## Set task
Please count the lines in the data below that contain the string "cloud". Give only the number.

-*-

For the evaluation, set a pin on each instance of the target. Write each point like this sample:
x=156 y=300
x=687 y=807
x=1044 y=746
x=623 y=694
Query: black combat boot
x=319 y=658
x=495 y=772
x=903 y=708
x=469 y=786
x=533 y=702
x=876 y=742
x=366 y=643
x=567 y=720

-*-

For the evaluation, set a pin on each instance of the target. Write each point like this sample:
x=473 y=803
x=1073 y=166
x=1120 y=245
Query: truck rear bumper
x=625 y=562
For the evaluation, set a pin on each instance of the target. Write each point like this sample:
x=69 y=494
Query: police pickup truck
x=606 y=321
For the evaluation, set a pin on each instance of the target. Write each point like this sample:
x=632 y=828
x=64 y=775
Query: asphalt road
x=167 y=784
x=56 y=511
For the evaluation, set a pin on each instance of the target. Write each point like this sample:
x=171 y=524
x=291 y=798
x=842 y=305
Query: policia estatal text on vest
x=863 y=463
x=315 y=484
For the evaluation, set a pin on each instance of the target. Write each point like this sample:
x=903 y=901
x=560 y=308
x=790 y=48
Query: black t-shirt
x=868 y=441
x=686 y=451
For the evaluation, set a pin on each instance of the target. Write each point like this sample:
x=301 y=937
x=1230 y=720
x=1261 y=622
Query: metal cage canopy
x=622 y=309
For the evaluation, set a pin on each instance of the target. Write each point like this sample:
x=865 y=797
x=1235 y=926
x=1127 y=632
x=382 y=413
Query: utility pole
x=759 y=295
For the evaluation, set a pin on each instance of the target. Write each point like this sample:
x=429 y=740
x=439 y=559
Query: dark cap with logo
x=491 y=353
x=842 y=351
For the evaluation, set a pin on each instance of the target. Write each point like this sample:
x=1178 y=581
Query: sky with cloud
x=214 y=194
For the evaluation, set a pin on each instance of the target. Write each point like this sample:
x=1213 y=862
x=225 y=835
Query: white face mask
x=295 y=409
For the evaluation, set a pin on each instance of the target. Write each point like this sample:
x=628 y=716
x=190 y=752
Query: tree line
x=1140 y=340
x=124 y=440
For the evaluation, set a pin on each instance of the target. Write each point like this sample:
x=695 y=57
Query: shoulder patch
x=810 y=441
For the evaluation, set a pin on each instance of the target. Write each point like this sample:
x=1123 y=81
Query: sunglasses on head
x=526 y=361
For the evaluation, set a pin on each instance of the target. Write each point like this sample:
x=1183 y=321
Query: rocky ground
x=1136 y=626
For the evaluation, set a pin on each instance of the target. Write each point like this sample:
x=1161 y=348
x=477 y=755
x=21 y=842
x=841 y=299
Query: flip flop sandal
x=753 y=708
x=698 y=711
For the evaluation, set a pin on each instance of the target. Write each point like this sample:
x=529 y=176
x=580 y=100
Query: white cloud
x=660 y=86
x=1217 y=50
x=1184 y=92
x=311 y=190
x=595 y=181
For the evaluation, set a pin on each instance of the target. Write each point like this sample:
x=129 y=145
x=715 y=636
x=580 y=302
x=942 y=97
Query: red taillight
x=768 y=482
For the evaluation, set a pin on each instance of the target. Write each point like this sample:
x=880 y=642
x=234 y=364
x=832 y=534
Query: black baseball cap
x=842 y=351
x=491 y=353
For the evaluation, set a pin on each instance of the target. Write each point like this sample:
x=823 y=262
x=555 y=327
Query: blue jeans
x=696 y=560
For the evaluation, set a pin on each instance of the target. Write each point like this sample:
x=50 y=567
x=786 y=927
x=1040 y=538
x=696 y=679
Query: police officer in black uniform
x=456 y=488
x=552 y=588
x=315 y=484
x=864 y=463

-*-

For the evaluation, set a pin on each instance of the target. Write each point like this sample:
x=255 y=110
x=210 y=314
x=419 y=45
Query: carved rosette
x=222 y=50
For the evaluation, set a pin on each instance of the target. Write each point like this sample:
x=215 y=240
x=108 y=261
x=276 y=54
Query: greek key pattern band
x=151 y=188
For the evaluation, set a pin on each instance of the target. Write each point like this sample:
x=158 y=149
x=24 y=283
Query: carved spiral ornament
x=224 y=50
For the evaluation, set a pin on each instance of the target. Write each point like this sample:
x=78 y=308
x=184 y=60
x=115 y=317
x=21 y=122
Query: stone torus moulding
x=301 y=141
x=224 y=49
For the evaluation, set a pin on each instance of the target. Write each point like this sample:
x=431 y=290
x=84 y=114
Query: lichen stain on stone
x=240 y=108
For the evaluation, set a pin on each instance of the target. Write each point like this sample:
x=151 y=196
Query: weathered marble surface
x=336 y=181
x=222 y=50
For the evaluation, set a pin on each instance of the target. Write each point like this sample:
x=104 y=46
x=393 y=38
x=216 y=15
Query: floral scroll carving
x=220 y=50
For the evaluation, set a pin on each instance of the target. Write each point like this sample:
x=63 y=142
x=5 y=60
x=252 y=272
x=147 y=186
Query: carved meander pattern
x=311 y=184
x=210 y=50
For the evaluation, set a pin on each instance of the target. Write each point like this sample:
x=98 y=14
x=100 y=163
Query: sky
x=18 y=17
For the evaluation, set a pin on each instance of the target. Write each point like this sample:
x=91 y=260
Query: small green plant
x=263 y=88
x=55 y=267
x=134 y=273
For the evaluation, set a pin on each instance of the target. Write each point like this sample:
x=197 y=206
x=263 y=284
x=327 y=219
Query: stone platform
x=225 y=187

-*-

## Reply
2